READING PASSAGE -
Mary-Louise Parker

The actress returns to Broadway in “The Sound Inside”


Mary-Louise Parker in the 2018 Williamstown Theatre Festival production of Adam Rapp’s “The Sound Inside” (Carolyn Brown)


“After I open up a play script, I have to love it a lot before I say yes,” says Tony Award winner Mary-Louise Parker. “I don’t work on something just because it’s there. Theater is hard work, especially doing it eight times a week. And believe me, it gets harder as I get older.”

Parker, who recently turned 55, has found success in every entertainment medium—from her award-winning work as drug-dealing housewife Nancy on Showtime’s “Weeds” and the drug-addled Mormon wife Harper Pitt in the HBO adaptation of “Angels in America” to her roles in such acclaimed films as “Longtime Companion,” “Fried Green Tomatoes” and “Red.” But doing theater remains Parker’s greatest passion. She’s returning to the Broadway stage this fall in Adam Rapp’s striking two-character drama “The Sound Inside” (which begins previews on Sept. 14 at Studio 54), in which she plays Bella, a college professor of English who strikes up an unusual friendship with one of her students.

The actress, who lives in Brooklyn with her 15-year-old son, Will, and her 12-year-old daughter, Caroline (whom she adopted from Ethiopia), spoke to IN New York about why she chose this play, the challenges of being a single mother and what she sees in her future.

So, you must have loved “The Sound Inside” immediately?

No. When I first read it to myself, I didn’t think I was right for it. But when I did a reading of it for the Williamstown Theatre Festival [where she performed the play in 2018]—I think we did it in my living room—and I heard myself reading it aloud, I felt like, yes, this is right. Within the first few lines, I felt truly comfortable with the part. It’s always a hard decision for me to commit to a show; even though I’ve never been married, I feel like taking on a play is like agreeing to be married for a short period of time.

ACTIONS TO TAKE -
**A)** Copy out everything in the records from their start down to and including the line that contains "M 250 139 L", requests included, but multiply each polygon coordinate in the answers by 1.5 and round it to a whole number, with halves rounded up. Leave the pictures out of your copy.
**B)** Proceed with the Mary-Louise Parker interview, picking up after its last sentence.

DATA SHOWN -
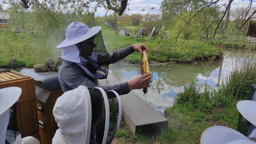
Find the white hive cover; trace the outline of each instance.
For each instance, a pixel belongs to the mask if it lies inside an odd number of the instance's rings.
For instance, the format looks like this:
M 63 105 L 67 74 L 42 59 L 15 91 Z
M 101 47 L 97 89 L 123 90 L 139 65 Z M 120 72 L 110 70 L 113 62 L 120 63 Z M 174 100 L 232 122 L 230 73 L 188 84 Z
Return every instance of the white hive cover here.
M 250 139 L 235 130 L 223 126 L 210 127 L 203 132 L 200 144 L 227 144 L 238 140 Z
M 241 100 L 237 104 L 237 108 L 244 118 L 256 126 L 256 101 Z

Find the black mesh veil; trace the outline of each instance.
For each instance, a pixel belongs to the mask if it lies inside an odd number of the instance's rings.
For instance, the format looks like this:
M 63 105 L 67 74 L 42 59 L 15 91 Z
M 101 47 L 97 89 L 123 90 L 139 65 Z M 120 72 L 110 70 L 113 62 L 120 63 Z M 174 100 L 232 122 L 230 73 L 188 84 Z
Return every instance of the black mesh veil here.
M 110 55 L 107 51 L 106 47 L 104 44 L 103 39 L 100 31 L 94 35 L 94 43 L 96 47 L 93 48 L 92 55 L 84 58 L 86 60 L 81 60 L 86 65 L 85 67 L 93 74 L 98 74 L 107 75 L 109 69 L 109 61 Z M 80 57 L 81 59 L 84 58 Z M 95 76 L 98 79 L 104 79 L 106 77 Z

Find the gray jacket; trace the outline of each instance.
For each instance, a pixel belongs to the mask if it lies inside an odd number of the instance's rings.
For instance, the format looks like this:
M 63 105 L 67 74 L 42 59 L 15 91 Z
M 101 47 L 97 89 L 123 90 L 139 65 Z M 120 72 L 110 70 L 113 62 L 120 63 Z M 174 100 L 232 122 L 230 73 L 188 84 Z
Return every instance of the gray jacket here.
M 131 48 L 131 45 L 110 54 L 108 64 L 114 64 L 133 53 Z M 130 91 L 128 82 L 114 85 L 100 86 L 97 79 L 88 75 L 75 63 L 67 60 L 63 61 L 60 67 L 58 78 L 64 92 L 77 88 L 80 85 L 84 86 L 88 88 L 100 87 L 105 91 L 113 90 L 120 95 L 127 94 Z

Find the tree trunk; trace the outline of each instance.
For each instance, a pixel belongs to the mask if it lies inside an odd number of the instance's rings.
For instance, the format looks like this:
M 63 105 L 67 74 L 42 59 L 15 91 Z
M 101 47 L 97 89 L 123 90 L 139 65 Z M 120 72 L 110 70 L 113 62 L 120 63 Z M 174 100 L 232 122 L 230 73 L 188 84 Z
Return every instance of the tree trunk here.
M 95 19 L 94 18 L 94 14 L 92 16 L 93 18 L 93 21 L 92 22 L 92 27 L 94 27 L 95 26 L 95 25 L 96 25 L 96 23 L 95 23 Z
M 228 29 L 228 23 L 229 21 L 229 14 L 230 13 L 230 7 L 231 7 L 231 5 L 230 5 L 229 7 L 228 11 L 227 11 L 227 20 L 226 21 L 226 24 L 225 25 L 225 29 L 226 30 Z

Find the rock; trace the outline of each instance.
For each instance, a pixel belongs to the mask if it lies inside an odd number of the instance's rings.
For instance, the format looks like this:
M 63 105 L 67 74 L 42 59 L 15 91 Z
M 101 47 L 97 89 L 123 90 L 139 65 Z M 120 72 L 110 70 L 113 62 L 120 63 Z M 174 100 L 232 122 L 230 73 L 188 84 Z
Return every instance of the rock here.
M 57 56 L 57 58 L 58 58 L 58 64 L 59 64 L 59 65 L 61 65 L 62 62 L 63 62 L 63 61 L 64 61 L 65 60 L 63 59 L 63 58 L 61 58 L 61 55 L 59 55 Z
M 52 58 L 48 59 L 45 63 L 45 65 L 47 66 L 47 67 L 48 67 L 48 68 L 50 68 L 51 64 L 50 64 L 50 61 L 51 60 L 52 60 Z
M 52 59 L 50 61 L 50 69 L 52 70 L 56 71 L 57 71 L 57 67 L 59 66 L 58 62 L 53 60 Z
M 46 66 L 44 65 L 34 65 L 34 70 L 36 72 L 44 72 L 47 71 L 48 68 Z
M 60 66 L 59 66 L 57 67 L 57 71 L 58 72 L 59 72 L 59 69 L 60 69 Z

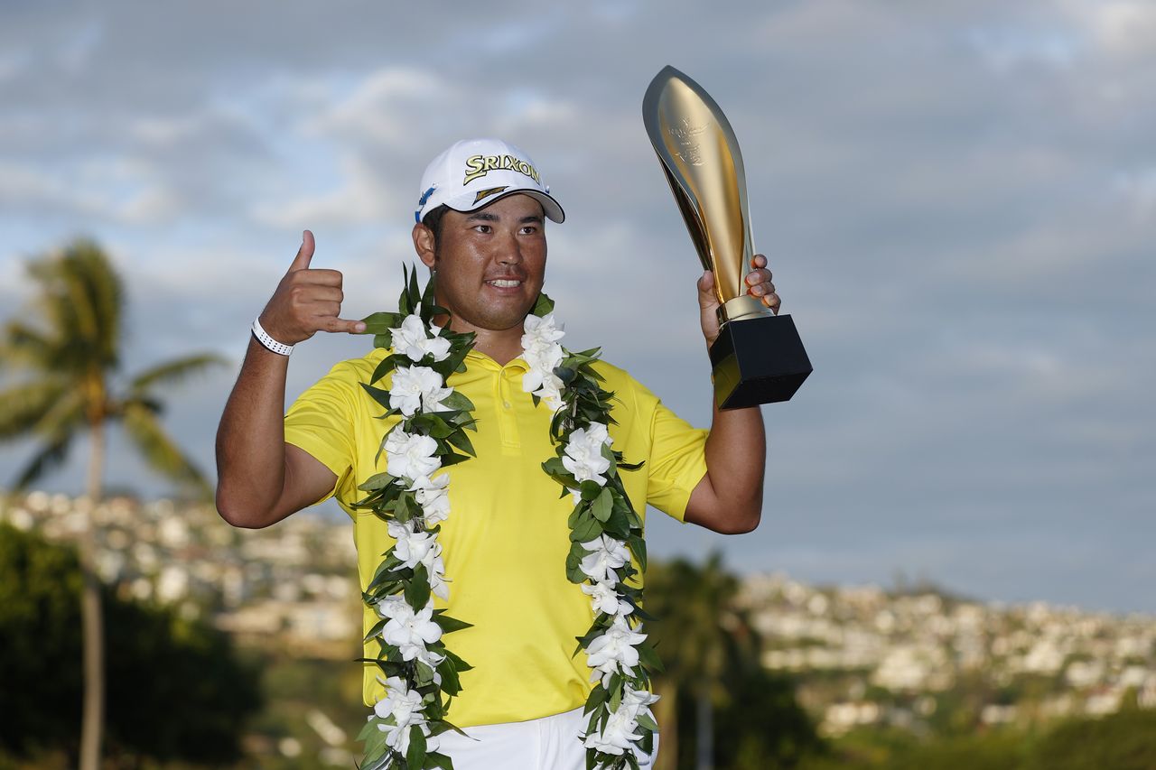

ANSWER SET -
**A)**
Find the white hive cover; trace the outline of each instance.
For each instance, a pixel belongs to the mask if it lies inside an odd number of the instance's rings.
For instance, the format looks like this:
M 63 105 L 67 74 L 42 59 L 15 91 Z
M 101 47 L 97 89 L 123 90 L 139 65 Z M 120 72 L 110 70 L 113 62 L 120 63 Z M 174 100 L 232 122 L 230 73 L 188 84 Z
Return every instance of the white hive cover here.
M 375 209 L 353 195 L 335 189 L 315 191 L 305 198 L 300 216 L 341 216 L 357 210 Z

**B)**
In addition to being a teacher, Bella is also a writer. And so are you; you published a memoir called “Dear Mr. You” in 2015. Was that one reason you felt comfortable with the role?

I don’t necessarily need that kind of personal insight into a character. But yes, I’ve always written. I wrote for Esquire magazine for many years, and even some of my close friends didn’t know about that. In fact, I think I am happier writing than acting. But I do understand a lot about Bella, especially her intellect. Although I think she likes gathering facts more than I do. And, generally, I think she’s smarter than I am.

Like a lot of your stage work, from “Prelude to a Kiss” to “Proof” to “Heisenberg,” this will be the second time you’ve done the same play. Is that something you do on purpose?

No, but it’s one of the things I’m proudest of. When you do a play the first time, you never know if it will work. And especially if you do it in New York, you have to be prepared to listen to people detailing everything they dislike about it. You have to be able to withstand their glee about how much they hate you. Luckily, I can do that. But the real joy for me is, no matter how well a first run goes, every play always gets better the second time you do it! [Editor’s Note: On Aug. 13, it was announced that Parker would be returning to Broadway in spring 2020 in a play she first performed Off-Broadway in 1997, the Pulitzer Prize-winning “How I Learned to Drive” by Paula Vogel. Appearing opposite Parker on Broadway will be her original co-star, David Morse.]

There are a lot of similarities between this play and “Heisenberg.” Were you looking to replicate that experience?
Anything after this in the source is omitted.